■ WORK TO COMPLETE ■
Nothing in the listing below should be skipped, so transcribe it all exactly.

== Segment start ==

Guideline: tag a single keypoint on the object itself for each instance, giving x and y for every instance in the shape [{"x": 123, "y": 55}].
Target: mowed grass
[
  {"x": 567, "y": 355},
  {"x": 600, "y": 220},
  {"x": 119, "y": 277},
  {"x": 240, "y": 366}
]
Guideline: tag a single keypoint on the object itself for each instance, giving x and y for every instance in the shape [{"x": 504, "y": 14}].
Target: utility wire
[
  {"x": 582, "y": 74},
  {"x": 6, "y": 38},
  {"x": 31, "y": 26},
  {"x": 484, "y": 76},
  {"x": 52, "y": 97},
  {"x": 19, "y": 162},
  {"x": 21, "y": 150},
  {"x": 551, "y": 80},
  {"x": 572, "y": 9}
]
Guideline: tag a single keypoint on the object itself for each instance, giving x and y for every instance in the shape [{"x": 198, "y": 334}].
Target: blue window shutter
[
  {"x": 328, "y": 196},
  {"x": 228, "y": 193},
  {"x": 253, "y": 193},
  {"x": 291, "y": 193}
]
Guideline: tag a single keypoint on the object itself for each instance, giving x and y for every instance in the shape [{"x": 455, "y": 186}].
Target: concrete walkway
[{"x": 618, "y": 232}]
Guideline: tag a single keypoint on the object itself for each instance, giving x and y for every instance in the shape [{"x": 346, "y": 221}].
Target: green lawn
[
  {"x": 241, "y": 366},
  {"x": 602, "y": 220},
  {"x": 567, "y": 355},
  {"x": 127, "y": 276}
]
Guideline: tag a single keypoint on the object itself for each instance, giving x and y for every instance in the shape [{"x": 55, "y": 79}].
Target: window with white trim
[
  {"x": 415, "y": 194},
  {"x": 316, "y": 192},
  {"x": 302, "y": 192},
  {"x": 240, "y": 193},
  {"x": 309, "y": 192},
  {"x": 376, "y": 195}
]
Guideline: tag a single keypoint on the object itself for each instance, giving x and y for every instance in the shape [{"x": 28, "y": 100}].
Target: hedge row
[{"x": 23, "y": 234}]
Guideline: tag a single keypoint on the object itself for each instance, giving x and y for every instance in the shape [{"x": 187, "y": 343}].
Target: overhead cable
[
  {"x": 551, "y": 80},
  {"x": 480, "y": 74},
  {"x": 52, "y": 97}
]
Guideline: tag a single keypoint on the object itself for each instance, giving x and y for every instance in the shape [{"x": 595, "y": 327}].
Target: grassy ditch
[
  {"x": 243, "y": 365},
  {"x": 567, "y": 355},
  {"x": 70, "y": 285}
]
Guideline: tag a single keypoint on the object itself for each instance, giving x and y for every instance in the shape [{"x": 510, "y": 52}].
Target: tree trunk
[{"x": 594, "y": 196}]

== Segment end ==

■ EXPECTED ANSWER ■
Guideline: tag a single keypoint on the object itself for each instance, giving x and y for every instance in the shape [{"x": 123, "y": 55}].
Target: mowed grass
[
  {"x": 567, "y": 355},
  {"x": 600, "y": 220},
  {"x": 119, "y": 277},
  {"x": 240, "y": 366}
]
Guideline: tag a single keypoint on the object itself for each instance, giving x and y for every instance in the shape [{"x": 504, "y": 14}].
Target: utility wire
[
  {"x": 582, "y": 74},
  {"x": 6, "y": 38},
  {"x": 31, "y": 26},
  {"x": 484, "y": 76},
  {"x": 52, "y": 97},
  {"x": 19, "y": 162},
  {"x": 21, "y": 150},
  {"x": 551, "y": 80},
  {"x": 572, "y": 9}
]
Guideline: tag a single keypoint on the object itself for each instance, giving x and y for every instance in the shape [{"x": 198, "y": 334}].
Target: blue window shutter
[
  {"x": 328, "y": 196},
  {"x": 228, "y": 193},
  {"x": 253, "y": 193},
  {"x": 291, "y": 193}
]
Guideline: tag a single keypoint on the object itself for each instance, giving x and y for every instance in the shape [{"x": 455, "y": 186}].
Target: concrete walkway
[{"x": 618, "y": 232}]
Guideline: tag a single keypoint on the object itself for each instance, giving x and y for every instance in the shape [{"x": 346, "y": 221}].
Target: green lawn
[
  {"x": 241, "y": 366},
  {"x": 602, "y": 220},
  {"x": 567, "y": 355},
  {"x": 127, "y": 276}
]
Guideline: tag a single keypoint on the object itself for each instance, giving x and y for every instance in the shape [{"x": 55, "y": 79}].
Target: window with white trim
[
  {"x": 415, "y": 194},
  {"x": 316, "y": 192},
  {"x": 302, "y": 192},
  {"x": 240, "y": 193},
  {"x": 309, "y": 192},
  {"x": 376, "y": 195}
]
Guideline: tag a single keypoint on the object itself for each instance, giving x and y for every instance in the shape [{"x": 28, "y": 100}].
Target: hedge row
[{"x": 23, "y": 234}]
Guideline: tag a single keypoint on the object itself for each instance, giving x and y for every instance in the shape [{"x": 187, "y": 343}].
Target: overhead cable
[
  {"x": 551, "y": 80},
  {"x": 480, "y": 74},
  {"x": 52, "y": 97}
]
Guideline: tag a single keypoint on the object itself for each instance, giving x and y for every instance in the shape [{"x": 595, "y": 327}].
Target: grassy ditch
[
  {"x": 243, "y": 365},
  {"x": 567, "y": 355},
  {"x": 70, "y": 285}
]
Guideline: tag a single keypoint on the object itself for each instance, giving x and y for every instance in the shape [{"x": 510, "y": 52}].
Target: tree trunk
[{"x": 594, "y": 196}]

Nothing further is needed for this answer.